━━ Ausgewählter Text

1. Der Vorstand ist verantwortlich für die Geschäftsführung – und damit auch verantwortlich für die Vermögensanlage. Wenngleich die Verantwortung bei den beiden hauptamtlichen Vorstandsmitgliedern der ZEIT-Stiftung liegt, hat das Kuratorium vor einigen Jahren einen aus fachlich qualifizierten Mitgliedern des Kuratoriums bestehenden Finanzausschuss gebildet, der den Vorstand bei der Vermögensanlage berät. Dieses „Teilen der Last“ ist jedoch kein „Teilen der Verantwortung“. Ein aus Fachleuten bestehendes Beratungsgremium hilft, vor allem dann, wenn man mit Hilfe dieses Gremiums eine mittelfristige Strategie entwickelt. Diese mittelfristige Strategie schützt einen davor, plötzlich aus der Situation einer Krise heraus – womöglich in Panik – falsche Entscheidungen zu treffen. In unserem Fall ist die Strategie beispielsweise, dass wir unser Aktienpaket „atmen“ lassen. Wir nehmen durchaus einen Kurswertverlust hin, in der Erwartung, dass der Wert der Aktie wieder steigen wird. In Zusammenarbeit mit dem Finanzausschuss haben wir zudem Leitplanken aufgestellt wie beispielsweise, dass wir nicht mehr als 30 % in Aktien anlegen, wovon maximal 5 % der Gesamtvermögensanlage aus Aktien aus emerging countries bestehen soll. Zugleich haben wir bestimmte Ausschlusskriterien zur Anlagestrategie benannt, wie beispielsweise das Ausschließen von Private Equity-Beteiligungen. Die Kriterien hinterfragen wir allerdings immer wieder.
2. Die ZEIT-Stiftung trifft Entscheidungen nach gründlichen Beratungen mit externen Experten. Das Vermögen ist nahezu vollständig auf zehn Kapitalanlagegesellschaften verteilt, bei denen wir eigene geschlossene Fonds unterhalten. Mit diesen Gesellschaften treffen wir uns zweimal im Jahr. Alle Treffen werden protokolliert, so dass deutlich wird, warum wir zu diesen oder jenen Entscheidungen gekommen sind. Die zehn Fonds lassen wir wiederum von der Deutschen Performance Messungsgesellschaft kontinuierlich überprüfen. Wir wissen folglich genau, in welchem Quartil der Fonds x abgeschnitten hat im Vergleich mit 100 oder 200 ähnlich gelagerten Fonds. Wir trennen uns auch von Fonds, wenn die Performance nicht mehr stimmt oder über einen längeren Zeitraum hinter unseren Erwartungen zurückbleibt.
In unregelmäßigen Abständen unterziehen wir unsere gesamte Vermögensanlage dem kritischen Blick eines Dritten, eines unabhängigen Finanzberaters. Dabei stellen wir eine ganz grundsätzliche Frage: Auf welche Asset-Klassen würden Sie das Vermögen verteilen, wenn wir heute anfingen und einen ähnlichen Risikofaktor beibehalten würden wie zurzeit?

━━━━
━━ Auflistung der Einträge

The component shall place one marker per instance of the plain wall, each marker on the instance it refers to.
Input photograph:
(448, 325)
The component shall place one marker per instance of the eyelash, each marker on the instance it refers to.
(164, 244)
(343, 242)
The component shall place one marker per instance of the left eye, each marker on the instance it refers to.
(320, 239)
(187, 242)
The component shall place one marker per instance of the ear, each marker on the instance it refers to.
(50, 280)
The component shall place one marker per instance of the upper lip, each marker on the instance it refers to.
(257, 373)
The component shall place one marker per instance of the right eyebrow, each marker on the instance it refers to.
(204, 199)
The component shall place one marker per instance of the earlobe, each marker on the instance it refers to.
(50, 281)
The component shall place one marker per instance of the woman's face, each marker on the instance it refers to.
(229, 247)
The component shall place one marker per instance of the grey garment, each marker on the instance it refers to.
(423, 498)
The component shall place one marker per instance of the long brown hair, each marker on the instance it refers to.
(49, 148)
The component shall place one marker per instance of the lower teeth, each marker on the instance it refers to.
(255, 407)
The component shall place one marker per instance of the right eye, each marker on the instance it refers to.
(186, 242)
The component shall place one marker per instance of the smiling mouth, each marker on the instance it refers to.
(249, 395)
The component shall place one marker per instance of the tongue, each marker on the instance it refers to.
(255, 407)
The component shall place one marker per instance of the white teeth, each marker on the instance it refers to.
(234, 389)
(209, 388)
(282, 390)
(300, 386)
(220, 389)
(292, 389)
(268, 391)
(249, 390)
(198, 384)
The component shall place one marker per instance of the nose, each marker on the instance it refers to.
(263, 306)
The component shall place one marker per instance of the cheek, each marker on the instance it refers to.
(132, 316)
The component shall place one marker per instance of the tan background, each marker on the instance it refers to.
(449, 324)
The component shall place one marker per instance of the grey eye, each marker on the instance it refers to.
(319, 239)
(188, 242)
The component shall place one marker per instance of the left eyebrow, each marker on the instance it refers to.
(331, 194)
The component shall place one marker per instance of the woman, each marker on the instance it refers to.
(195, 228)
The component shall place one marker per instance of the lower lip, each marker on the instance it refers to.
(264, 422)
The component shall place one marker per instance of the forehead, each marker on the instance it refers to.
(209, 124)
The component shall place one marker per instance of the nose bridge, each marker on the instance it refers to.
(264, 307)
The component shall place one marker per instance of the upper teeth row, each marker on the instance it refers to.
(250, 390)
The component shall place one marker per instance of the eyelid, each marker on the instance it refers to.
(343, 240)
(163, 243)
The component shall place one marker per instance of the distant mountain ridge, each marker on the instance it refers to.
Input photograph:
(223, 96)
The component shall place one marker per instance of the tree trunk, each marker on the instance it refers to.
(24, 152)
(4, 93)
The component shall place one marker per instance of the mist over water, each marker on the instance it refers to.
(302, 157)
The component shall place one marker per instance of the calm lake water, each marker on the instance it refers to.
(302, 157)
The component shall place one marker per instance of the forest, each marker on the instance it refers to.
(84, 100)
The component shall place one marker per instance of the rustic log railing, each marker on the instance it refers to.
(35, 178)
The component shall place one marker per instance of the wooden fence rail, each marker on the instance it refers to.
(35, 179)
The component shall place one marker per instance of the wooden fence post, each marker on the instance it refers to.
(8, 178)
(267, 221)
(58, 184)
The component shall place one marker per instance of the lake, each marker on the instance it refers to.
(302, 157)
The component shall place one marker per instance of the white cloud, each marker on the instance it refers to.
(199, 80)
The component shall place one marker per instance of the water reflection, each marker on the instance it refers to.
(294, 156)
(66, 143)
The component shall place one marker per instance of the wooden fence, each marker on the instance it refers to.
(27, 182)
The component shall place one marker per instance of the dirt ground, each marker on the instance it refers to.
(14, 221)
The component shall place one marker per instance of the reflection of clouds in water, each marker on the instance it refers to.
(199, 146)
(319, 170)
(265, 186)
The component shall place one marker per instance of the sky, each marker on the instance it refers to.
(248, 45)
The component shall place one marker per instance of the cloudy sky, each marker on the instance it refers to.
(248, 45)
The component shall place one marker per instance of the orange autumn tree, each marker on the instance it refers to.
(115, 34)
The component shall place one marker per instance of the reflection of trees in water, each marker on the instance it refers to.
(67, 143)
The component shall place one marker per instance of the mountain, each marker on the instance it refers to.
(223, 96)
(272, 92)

━━━━
━━ Auflistung der Einträge

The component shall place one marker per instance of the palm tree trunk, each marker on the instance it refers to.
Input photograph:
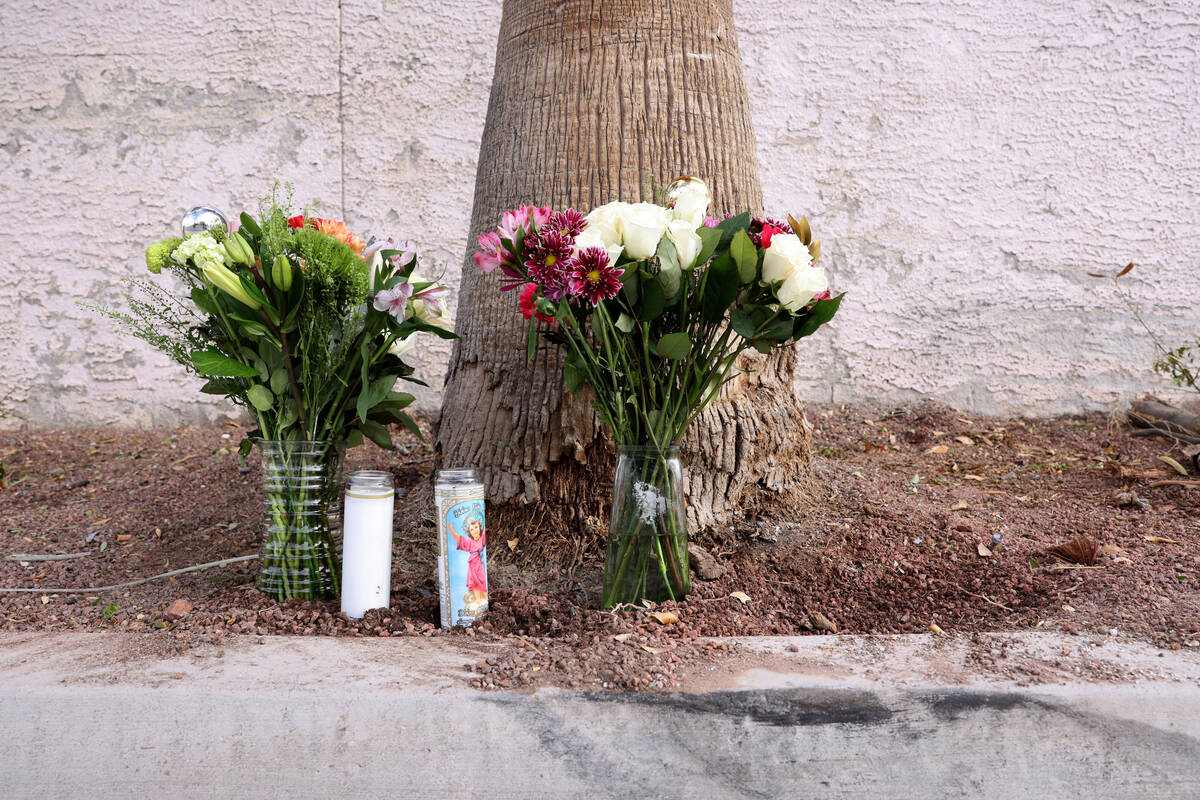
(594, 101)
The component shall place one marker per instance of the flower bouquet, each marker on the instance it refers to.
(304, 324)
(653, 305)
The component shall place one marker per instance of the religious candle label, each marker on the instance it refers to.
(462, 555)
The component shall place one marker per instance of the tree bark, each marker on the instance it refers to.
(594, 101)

━━━━

Aufgaben:
1. Geben Sie aus dem Text zur Vermögensanlage der ZEIT-Stiftung den Abschnitt von „2. Die ZEIT-Stiftung“ bis einschließlich „unseren Erwartungen zurückbleibt.“ wortgetreu wieder.
2. Stellen Sie fest, ob folgende Aussagen mit dem Text zur Vermögensanlage der ZEIT-Stiftung übereinstimmen: (a) Der Finanzausschuss des Kuratoriums trägt die Verantwortung für die Vermögensanlage. (b) Es werden höchstens 30 % in Aktien angelegt. (c) Mit den Kapitalanlagegesellschaften trifft sich die Stiftung viermal im Jahr. Antworten Sie jeweils mit Ja oder Nein und zitieren Sie die entscheidenden Worte des Textes wörtlich.

Lösungen:
1.
2. Die ZEIT-Stiftung trifft Entscheidungen nach gründlichen Beratungen mit externen Experten. Das Vermögen ist nahezu vollständig auf zehn Kapitalanlagegesellschaften verteilt, bei denen wir eigene geschlossene Fonds unterhalten. Mit diesen Gesellschaften treffen wir uns zweimal im Jahr. Alle Treffen werden protokolliert, so dass deutlich wird, warum wir zu diesen oder jenen Entscheidungen gekommen sind. Die zehn Fonds lassen wir wiederum von der Deutschen Performance Messungsgesellschaft kontinuierlich überprüfen. Wir wissen folglich genau, in welchem Quartil der Fonds x abgeschnitten hat im Vergleich mit 100 oder 200 ähnlich gelagerten Fonds. Wir trennen uns auch von Fonds, wenn die Performance nicht mehr stimmt oder über einen längeren Zeitraum hinter unseren Erwartungen zurückbleibt.

2.
(a) Nein: „Wenngleich die Verantwortung bei den beiden hauptamtlichen Vorstandsmitgliedern der ZEIT-Stiftung liegt“
(b) Ja: „dass wir nicht mehr als 30 % in Aktien anlegen“
(c) Nein: „Mit diesen Gesellschaften treffen wir uns zweimal im Jahr.“